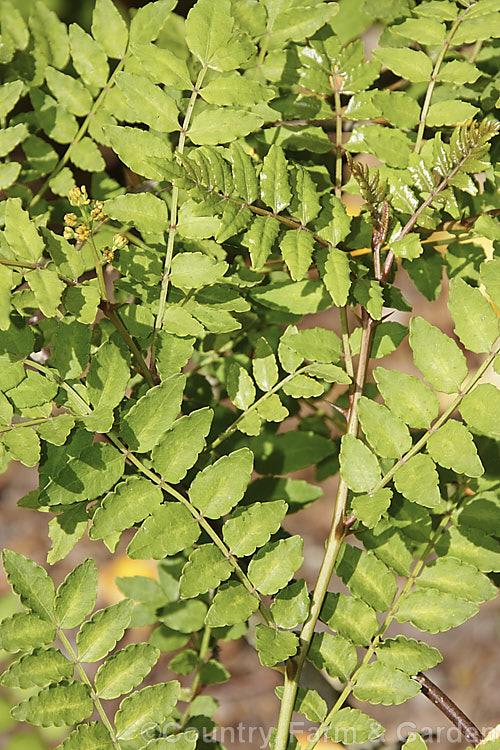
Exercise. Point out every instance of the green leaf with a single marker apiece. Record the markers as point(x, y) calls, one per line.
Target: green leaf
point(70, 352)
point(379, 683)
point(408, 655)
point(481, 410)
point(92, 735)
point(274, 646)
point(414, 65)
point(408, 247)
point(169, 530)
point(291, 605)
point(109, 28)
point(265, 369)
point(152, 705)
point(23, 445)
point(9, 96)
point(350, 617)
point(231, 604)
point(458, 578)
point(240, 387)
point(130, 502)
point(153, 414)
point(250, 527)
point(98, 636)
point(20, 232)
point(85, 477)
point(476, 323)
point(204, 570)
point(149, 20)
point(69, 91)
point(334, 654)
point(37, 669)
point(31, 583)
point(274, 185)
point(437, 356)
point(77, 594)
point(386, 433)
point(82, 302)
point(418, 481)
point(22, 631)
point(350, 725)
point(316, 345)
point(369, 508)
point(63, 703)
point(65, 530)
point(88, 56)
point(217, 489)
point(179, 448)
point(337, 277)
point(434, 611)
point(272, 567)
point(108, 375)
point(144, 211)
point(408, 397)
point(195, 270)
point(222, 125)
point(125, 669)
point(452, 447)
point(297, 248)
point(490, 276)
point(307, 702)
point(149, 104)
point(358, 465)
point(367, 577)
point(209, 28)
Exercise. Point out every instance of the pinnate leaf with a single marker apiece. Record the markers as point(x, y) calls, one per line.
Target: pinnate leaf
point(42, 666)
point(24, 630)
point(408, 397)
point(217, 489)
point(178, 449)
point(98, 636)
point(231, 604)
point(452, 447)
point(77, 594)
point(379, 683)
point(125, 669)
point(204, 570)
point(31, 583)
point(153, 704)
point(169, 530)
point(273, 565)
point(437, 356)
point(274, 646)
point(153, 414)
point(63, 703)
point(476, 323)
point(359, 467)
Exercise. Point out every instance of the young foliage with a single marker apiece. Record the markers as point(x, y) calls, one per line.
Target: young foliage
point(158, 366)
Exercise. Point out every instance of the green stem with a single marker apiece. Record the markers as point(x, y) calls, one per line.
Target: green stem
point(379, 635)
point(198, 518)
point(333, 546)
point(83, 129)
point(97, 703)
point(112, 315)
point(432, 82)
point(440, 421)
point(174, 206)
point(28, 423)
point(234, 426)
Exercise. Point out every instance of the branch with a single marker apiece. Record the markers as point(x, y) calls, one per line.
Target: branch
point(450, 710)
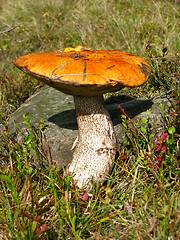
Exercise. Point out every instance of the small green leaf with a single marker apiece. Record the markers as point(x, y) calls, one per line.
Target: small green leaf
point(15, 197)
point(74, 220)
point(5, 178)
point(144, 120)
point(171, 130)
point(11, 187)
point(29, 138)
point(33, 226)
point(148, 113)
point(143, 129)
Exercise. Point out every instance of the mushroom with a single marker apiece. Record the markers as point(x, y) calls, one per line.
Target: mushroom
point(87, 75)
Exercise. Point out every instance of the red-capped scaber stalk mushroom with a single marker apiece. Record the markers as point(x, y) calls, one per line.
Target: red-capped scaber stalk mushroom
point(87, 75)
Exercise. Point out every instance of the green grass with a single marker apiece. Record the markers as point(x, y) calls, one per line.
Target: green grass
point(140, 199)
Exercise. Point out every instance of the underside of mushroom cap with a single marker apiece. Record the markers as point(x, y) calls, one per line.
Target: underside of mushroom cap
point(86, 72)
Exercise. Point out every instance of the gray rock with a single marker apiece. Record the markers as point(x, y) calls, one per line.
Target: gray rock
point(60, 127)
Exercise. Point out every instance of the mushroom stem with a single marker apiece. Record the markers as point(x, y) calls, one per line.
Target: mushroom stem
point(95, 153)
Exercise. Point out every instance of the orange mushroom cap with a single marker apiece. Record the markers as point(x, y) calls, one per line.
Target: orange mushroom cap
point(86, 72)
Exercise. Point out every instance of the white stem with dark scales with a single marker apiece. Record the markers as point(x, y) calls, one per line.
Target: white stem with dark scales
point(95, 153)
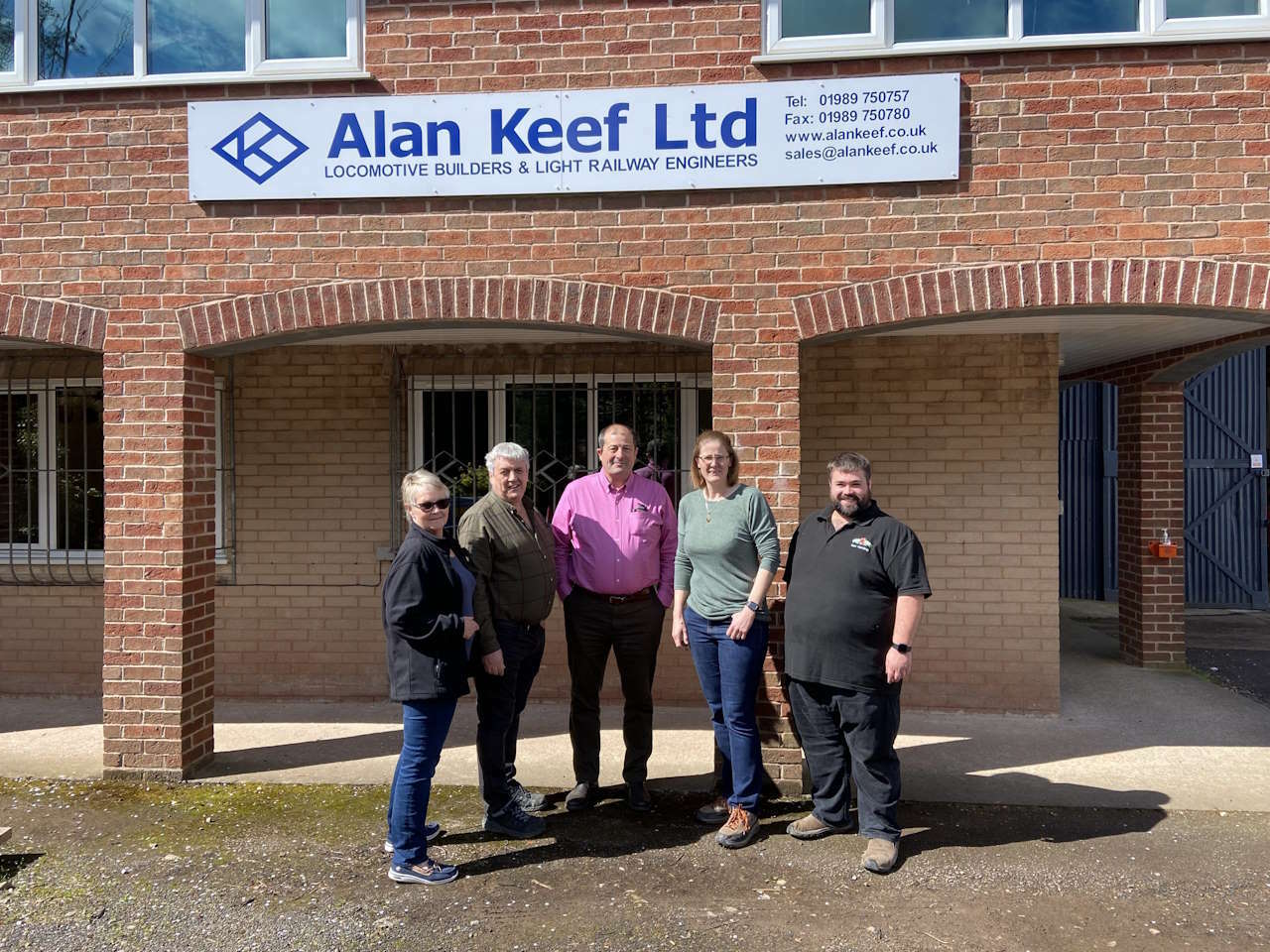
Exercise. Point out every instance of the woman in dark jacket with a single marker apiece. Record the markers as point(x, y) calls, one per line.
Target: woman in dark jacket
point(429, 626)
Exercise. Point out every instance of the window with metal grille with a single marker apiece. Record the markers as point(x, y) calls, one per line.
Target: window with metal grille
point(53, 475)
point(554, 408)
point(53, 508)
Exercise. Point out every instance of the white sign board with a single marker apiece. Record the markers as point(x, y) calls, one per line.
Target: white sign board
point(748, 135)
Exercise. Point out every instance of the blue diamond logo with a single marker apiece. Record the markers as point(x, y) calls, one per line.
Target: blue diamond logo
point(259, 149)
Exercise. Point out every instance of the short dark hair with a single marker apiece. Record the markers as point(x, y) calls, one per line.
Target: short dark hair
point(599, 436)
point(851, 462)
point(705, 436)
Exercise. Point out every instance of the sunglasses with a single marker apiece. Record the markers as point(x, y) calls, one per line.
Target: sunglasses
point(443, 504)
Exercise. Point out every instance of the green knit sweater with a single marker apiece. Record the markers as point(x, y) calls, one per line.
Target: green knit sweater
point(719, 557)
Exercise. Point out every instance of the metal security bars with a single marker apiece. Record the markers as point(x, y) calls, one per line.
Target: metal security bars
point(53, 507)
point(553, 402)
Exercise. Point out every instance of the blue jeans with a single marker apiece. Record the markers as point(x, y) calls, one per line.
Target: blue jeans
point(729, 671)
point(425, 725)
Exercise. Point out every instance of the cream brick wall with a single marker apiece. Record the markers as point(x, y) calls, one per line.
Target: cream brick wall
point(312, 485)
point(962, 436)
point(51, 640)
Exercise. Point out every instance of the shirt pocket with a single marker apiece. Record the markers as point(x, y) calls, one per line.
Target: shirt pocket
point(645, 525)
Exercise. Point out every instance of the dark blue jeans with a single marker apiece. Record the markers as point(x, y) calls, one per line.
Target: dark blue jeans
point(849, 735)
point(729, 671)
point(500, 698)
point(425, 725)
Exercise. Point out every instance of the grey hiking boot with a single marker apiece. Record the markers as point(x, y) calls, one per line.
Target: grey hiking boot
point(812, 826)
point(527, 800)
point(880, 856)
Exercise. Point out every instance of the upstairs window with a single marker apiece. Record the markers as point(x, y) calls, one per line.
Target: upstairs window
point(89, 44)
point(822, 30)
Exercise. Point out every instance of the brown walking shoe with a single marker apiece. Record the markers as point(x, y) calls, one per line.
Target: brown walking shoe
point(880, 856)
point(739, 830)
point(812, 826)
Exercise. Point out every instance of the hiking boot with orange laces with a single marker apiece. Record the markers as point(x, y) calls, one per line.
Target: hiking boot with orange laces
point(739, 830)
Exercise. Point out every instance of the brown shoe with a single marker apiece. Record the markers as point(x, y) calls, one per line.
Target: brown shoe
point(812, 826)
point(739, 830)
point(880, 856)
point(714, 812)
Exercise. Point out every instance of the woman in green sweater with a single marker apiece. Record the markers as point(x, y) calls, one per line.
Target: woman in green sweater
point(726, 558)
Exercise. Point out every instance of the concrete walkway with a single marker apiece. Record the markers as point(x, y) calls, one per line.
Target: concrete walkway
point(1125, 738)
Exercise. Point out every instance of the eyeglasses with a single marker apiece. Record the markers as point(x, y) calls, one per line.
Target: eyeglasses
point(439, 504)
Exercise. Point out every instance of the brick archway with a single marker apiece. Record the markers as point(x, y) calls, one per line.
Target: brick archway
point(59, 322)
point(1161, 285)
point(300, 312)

++++++

● **Task item**
Print the entire listing above verbatim. No picture should be included.

● **Answer space**
Exercise. Point out every instance of the green leaf with a single marker apiece. Record the markers as point(x, y) calls, one per line.
Target: green leaf
point(70, 352)
point(379, 683)
point(408, 655)
point(481, 410)
point(92, 735)
point(274, 646)
point(414, 65)
point(408, 247)
point(169, 530)
point(291, 605)
point(109, 28)
point(265, 369)
point(152, 705)
point(23, 445)
point(9, 96)
point(350, 617)
point(231, 604)
point(458, 578)
point(240, 387)
point(130, 502)
point(153, 414)
point(250, 527)
point(98, 636)
point(20, 232)
point(85, 477)
point(476, 323)
point(204, 570)
point(149, 20)
point(69, 91)
point(334, 654)
point(37, 669)
point(31, 583)
point(274, 185)
point(437, 356)
point(77, 594)
point(386, 433)
point(82, 302)
point(418, 481)
point(22, 631)
point(350, 725)
point(316, 345)
point(369, 508)
point(63, 703)
point(65, 530)
point(88, 56)
point(217, 489)
point(179, 448)
point(337, 277)
point(434, 611)
point(272, 567)
point(108, 375)
point(144, 211)
point(408, 397)
point(195, 270)
point(222, 125)
point(125, 669)
point(452, 447)
point(297, 248)
point(490, 276)
point(307, 702)
point(149, 104)
point(358, 465)
point(367, 577)
point(209, 28)
Exercise. Point out every instance of the pinnate leaf with a single marker apiece. Record the markers as point(x, y) calls, one per line.
Target: pinnate leaf
point(42, 666)
point(24, 630)
point(408, 397)
point(217, 489)
point(178, 449)
point(98, 636)
point(231, 604)
point(452, 447)
point(77, 594)
point(379, 683)
point(125, 669)
point(204, 570)
point(31, 583)
point(153, 704)
point(169, 530)
point(273, 565)
point(437, 356)
point(274, 646)
point(153, 414)
point(63, 703)
point(476, 323)
point(359, 467)
Exercise. Point out every instance of the young foliage with a single marker apiece. Record the markers as point(x, y) calls, one per line.
Target: young foliage
point(158, 366)
Exercise. Point out every instance of the green stem with a single marker apiece. Record the markers as point(x, y) calls, one per line.
Target: green stem
point(379, 635)
point(198, 518)
point(333, 546)
point(83, 129)
point(97, 703)
point(112, 315)
point(432, 82)
point(440, 421)
point(174, 206)
point(28, 423)
point(234, 426)
Exercise. Point out every instance of the branch with a single marker apiece. Record the markers as point(x, y) calls, one per line.
Target: branch
point(450, 710)
Exercise. Point out every instance of the small green leaf with a single marker apiece. Record the markers as point(x, y) calls, one per line.
Target: small green leaf
point(15, 197)
point(74, 220)
point(5, 178)
point(144, 120)
point(171, 130)
point(11, 187)
point(29, 138)
point(33, 226)
point(148, 113)
point(143, 129)
Exercise. Point out every instance of the mushroom with a single marker apiece. Record the markers as point(x, y) calls, one per line.
Target: mushroom
point(87, 75)
Exercise. Point out every instance of the red-capped scaber stalk mushroom with a single marker apiece. Record the markers as point(x, y) calls, one per line.
Target: red-capped scaber stalk mushroom
point(87, 75)
Exercise. Point out every instance of the green grass with a single marker apiece. Record the markers as point(x, y) calls, one per line.
Target: green grass
point(140, 199)
Exercise. Point out every instance of the underside of mushroom cap with a single marker apiece. Record the markers as point(x, y) calls, one per line.
Target: underside of mushroom cap
point(86, 72)
Exercise. Point out every instance of the gray rock with a single marker apiece. Record the markers as point(x, y) calls, one per line.
Target: gray rock
point(60, 127)
Exercise. Point out every instance of the mushroom stem with a single marker apiece. Record the markers as point(x, y) calls, one per line.
Target: mushroom stem
point(95, 153)
Exercise. Point out every instance of the orange mushroom cap with a single marker apiece. Record the markers as point(x, y) calls, one per line.
Target: orange mushroom cap
point(86, 72)
Exercise. Point out every instance of the white stem with dark scales with a single marker apiece. Record the markers as point(x, y) calls, one per line.
Target: white stem with dark scales
point(95, 153)
Exercise. Point out every instance of the woman in dark jacket with a single marker apiece. Record the markers as point(x, y) calls, one per line.
Target: woman in dark jacket
point(429, 626)
Exercise. Point out every instance of the window with metal grille with a single marker apiece. Record the markers as point(x, y) calls, one per line.
Target: window with metal grille
point(53, 475)
point(554, 408)
point(53, 508)
Exercise. Point out every instance of the white sign board with a single marker apiece. Record the markers as point(x, y) calls, one per line.
Target: white sign board
point(748, 135)
Exercise. Point out every instance of the blue diamond logo with a single marker apiece. Record the markers as point(x, y) calls, one per line.
Target: blue diamond logo
point(259, 149)
Exercise. Point out every instance of the short dark hair with a single marker apiece. Record the markers as point(x, y) calls, one per line.
Target: short dark hair
point(599, 436)
point(851, 462)
point(705, 436)
Exercise. Point out every instance of the sunglasses with a single marker apiece. Record the markers as point(x, y) calls, one per line.
Target: sunglasses
point(443, 504)
Exercise. Point out every instance of the green knit sweater with a single marker apiece. Record the markers as point(x, y) calls, one per line.
Target: green knit sweater
point(719, 557)
Exercise. Point out every instance of the metal security bars with a single marker apiece. Record the markers as point(x, y) calls, one per line.
Target: metal security bars
point(53, 507)
point(553, 402)
Exercise. Point out every instance of the blue jeans with a single marker apiece. Record the markers as point(x, y) calls, one per line.
Target: blue jeans
point(729, 671)
point(425, 725)
Exercise. Point out every instance of the cream brick wall with a single marker apiece. Record the markers as point(x, y) calls, one per line.
Target: cream brick wall
point(312, 485)
point(962, 436)
point(51, 640)
Exercise. Point out every instance of the shirt pocket with a single marker apiece. Record the markers as point(x, y) calls, one per line.
Target: shirt pocket
point(645, 525)
Exercise. Point out every instance of the dark blue jeans with a single marker apiece. Record the markers as point(x, y) calls, one per line.
Target: dark blue jeans
point(849, 735)
point(729, 671)
point(500, 698)
point(425, 725)
Exercise. Point out every instance of the grey hiking boot with a single marker apiece. Record the markers as point(x, y) calls, one per line.
Target: grey hiking boot
point(812, 826)
point(527, 800)
point(880, 856)
Exercise. Point out every instance of the upstairs window with a single marker apiece. Record the markers as point(x, y) calls, one per line.
Target: upstairs window
point(89, 44)
point(822, 30)
Exercise. Point out every instance of the brown walking shoe with a single marker apiece. Record the markers as point(x, y) calls, one per line.
Target: brown walking shoe
point(880, 856)
point(739, 830)
point(812, 826)
Exercise. Point out every instance of the hiking boot with orange laces with a single marker apiece. Record the markers as point(x, y) calls, one per line.
Target: hiking boot with orange laces
point(739, 830)
Exercise. Point out every instance of the brown shoe with a single marker apiece. Record the markers as point(x, y) calls, one per line.
Target: brown shoe
point(812, 826)
point(739, 830)
point(880, 856)
point(714, 812)
Exercise. Point out every instance of the woman in green sweater with a single marker apiece. Record the markers as point(x, y) calls, one per line.
Target: woman in green sweater
point(726, 558)
Exercise. Point out every instance of the concrete walkway with a single marker apiece. Record the markers as point(x, y) calls, one per line.
Target: concrete walkway
point(1125, 738)
Exercise. Point out every instance of the eyeglasses with a single marker apiece. Record the markers as point(x, y) calls, one per line.
Target: eyeglasses
point(439, 504)
Exercise. Point out every instance of the brick archway with a single marker apiece. Record the markers as point(x, y) calls, one per line.
Target: brick archway
point(59, 322)
point(1161, 285)
point(300, 312)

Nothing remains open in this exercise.